*TASK INPUT*.
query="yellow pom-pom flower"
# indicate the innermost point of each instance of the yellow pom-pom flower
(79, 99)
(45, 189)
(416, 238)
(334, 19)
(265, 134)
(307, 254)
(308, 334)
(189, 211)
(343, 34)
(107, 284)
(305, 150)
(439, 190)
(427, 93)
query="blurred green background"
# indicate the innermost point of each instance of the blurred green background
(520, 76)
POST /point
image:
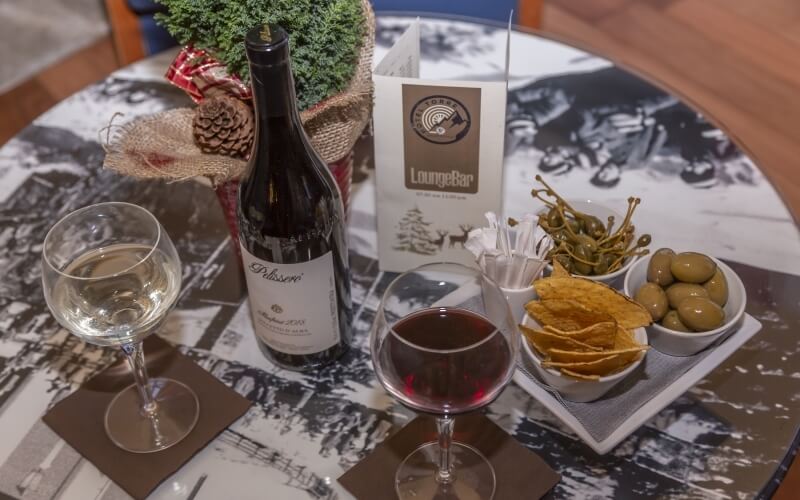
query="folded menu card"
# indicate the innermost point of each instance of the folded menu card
(520, 473)
(438, 156)
(79, 418)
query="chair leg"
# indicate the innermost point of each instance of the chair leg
(530, 13)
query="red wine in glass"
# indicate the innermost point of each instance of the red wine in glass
(445, 360)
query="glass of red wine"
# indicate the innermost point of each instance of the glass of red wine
(444, 343)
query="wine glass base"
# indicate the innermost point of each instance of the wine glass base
(473, 475)
(130, 428)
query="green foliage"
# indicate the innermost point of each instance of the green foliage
(325, 36)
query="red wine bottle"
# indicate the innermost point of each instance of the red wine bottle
(291, 223)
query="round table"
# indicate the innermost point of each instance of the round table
(595, 130)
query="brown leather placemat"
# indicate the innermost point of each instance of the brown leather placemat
(520, 472)
(79, 418)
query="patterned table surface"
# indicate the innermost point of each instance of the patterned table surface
(595, 130)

*GIVEN TASK*.
Every line of the data should be copied as it stands, without the images.

*IN RESPONSE*.
query="yellow pom-pom flower"
# indicate the innermost point of each instance of the yellow pom-pom flower
(79, 99)
(45, 189)
(416, 238)
(334, 19)
(265, 134)
(307, 254)
(308, 334)
(189, 211)
(343, 34)
(107, 284)
(305, 150)
(439, 190)
(427, 93)
query="blurred green background"
# indicate the innermost point of each instance of the blurred green background
(520, 76)
POST /point
image:
query="folded menu card"
# indicate the innermost point of each instance of the folded menu card
(520, 473)
(438, 156)
(79, 418)
query="chair leg"
# indicate the innermost point of each instance of the chair leg
(530, 13)
query="red wine in glass"
# indicate the innermost point of each instance of the red wine in glass
(445, 360)
query="glass of red wine"
# indicate the innermost point of each instance of the glass of red wine
(444, 343)
query="wine glass base"
# indicate the innermost point of each instance of the wine glass base
(473, 475)
(130, 428)
query="green foliage"
# indicate the innermost point of each instance of the green foliage
(325, 36)
query="red wine bottle"
# indicate the innermost point of each instance of the red wine bottle
(291, 223)
query="round table"
# indicate the innermost point of each instance of the round table
(595, 130)
query="brown leather placemat"
# indicate the innermost point of each instance of the brown leather placemat
(520, 472)
(79, 418)
query="patterned table surface"
# indicate the innermost point of each instance of the patterned table surface
(595, 130)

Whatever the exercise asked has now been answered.